» PROMPT
In the text on integrating cloud GPU computing power, what is a node pool?
--- begin DOCUMENT EXCERPT ---
Integrate cloud GPU computing power - Container Service for Kubernetes

ACK One registered clusters provide a unified platform for orchestrating and managing heterogeneous computing resources. This capability significantly improves the resource utilization and efficiency of Kubernetes clusters for heterogeneous computing.

Node pool architecture

ACK One registered clusters use node pools to efficiently manage cluster nodes. A node pool is a collection of nodes that share the same configuration. You can create multiple node pools with different configurations in a single cluster.
--- end DOCUMENT EXCERPT ---
--- begin DATA LISTING ---
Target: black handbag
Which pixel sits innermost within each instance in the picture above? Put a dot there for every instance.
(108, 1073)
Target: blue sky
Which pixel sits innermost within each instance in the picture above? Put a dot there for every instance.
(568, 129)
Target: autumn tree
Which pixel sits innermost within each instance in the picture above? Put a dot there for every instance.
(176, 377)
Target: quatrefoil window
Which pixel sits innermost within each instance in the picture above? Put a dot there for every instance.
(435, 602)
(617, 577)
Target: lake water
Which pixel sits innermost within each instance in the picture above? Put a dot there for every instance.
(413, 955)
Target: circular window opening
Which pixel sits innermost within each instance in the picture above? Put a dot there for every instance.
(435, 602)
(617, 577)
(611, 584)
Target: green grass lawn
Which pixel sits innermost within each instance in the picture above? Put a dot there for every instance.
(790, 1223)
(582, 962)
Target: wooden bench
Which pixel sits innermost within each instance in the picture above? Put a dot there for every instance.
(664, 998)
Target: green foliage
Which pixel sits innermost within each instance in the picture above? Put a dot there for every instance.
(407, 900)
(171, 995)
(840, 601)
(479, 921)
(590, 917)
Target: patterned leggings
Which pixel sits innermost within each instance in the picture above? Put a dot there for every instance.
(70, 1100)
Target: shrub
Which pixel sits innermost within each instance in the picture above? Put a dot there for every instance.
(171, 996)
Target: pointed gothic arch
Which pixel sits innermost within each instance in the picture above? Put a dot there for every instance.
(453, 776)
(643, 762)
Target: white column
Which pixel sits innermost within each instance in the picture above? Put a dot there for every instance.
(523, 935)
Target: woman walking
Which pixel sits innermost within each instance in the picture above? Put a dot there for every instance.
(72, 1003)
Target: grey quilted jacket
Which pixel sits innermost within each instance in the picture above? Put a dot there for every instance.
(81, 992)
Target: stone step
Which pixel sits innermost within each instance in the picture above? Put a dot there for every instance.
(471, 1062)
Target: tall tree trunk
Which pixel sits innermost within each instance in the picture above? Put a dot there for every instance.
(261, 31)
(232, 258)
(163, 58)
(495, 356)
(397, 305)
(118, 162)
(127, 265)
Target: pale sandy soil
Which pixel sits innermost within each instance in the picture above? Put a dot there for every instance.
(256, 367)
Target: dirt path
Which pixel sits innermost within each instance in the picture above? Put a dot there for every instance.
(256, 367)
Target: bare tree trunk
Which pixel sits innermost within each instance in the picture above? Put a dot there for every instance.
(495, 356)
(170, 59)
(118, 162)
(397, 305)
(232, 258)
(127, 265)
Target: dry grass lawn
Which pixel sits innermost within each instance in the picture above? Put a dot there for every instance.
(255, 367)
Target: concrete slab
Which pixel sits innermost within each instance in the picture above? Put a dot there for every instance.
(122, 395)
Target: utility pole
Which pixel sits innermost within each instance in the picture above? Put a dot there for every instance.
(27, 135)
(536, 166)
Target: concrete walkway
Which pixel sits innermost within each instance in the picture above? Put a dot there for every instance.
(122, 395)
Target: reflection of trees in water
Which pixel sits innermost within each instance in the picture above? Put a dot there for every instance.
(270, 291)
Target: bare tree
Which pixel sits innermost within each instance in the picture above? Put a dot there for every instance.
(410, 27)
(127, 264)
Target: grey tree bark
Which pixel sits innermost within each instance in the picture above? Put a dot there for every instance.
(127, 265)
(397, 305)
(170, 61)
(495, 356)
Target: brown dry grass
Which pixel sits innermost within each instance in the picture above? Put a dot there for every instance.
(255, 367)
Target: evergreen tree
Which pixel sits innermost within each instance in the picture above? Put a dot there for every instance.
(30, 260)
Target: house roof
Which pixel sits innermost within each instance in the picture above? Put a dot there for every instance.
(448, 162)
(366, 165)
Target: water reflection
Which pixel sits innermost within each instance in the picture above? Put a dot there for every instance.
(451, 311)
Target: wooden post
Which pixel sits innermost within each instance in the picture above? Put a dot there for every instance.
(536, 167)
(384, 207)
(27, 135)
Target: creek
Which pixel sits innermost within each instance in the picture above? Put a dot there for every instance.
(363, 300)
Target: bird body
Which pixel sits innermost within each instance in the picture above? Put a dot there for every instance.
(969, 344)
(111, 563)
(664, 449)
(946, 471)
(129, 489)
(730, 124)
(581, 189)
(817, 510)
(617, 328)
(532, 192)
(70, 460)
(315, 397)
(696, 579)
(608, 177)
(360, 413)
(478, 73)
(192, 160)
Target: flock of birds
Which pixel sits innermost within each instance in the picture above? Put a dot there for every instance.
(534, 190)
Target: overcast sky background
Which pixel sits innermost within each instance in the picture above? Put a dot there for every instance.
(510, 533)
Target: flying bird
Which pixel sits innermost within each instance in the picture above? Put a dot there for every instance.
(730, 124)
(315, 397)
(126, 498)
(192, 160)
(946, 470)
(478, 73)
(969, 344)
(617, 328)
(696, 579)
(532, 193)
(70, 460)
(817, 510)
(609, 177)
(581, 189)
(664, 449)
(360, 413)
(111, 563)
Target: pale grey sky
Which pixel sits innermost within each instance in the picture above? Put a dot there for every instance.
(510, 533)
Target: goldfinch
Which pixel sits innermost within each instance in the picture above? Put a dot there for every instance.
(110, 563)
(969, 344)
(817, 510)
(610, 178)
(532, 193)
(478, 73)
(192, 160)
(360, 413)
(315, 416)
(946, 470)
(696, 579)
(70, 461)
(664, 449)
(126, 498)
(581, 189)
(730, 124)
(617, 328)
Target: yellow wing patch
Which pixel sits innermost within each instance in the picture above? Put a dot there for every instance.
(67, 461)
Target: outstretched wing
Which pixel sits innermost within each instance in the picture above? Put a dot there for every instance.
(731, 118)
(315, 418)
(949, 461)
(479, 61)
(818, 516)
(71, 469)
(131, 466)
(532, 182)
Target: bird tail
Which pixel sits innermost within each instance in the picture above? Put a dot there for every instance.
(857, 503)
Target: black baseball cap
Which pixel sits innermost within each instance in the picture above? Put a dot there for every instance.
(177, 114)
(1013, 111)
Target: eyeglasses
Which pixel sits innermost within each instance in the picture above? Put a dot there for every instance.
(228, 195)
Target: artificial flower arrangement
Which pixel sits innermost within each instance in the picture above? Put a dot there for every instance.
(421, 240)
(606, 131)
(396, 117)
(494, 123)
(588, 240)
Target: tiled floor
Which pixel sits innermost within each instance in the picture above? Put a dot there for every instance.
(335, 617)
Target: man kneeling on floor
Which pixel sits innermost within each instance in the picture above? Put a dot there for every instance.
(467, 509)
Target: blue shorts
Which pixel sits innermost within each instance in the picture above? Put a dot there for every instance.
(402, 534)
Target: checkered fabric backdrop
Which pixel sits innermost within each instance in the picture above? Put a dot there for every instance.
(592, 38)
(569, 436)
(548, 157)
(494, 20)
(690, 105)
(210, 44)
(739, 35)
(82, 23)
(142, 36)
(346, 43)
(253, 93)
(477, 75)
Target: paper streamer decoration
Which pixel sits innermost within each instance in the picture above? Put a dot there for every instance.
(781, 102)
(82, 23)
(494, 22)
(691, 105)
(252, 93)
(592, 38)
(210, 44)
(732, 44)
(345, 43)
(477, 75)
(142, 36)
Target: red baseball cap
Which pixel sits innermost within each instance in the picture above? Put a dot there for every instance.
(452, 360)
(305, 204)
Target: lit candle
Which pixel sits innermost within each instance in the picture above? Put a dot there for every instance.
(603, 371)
--- end DATA LISTING ---
» RESULT
A node pool is a collection of nodes that share the same configuration.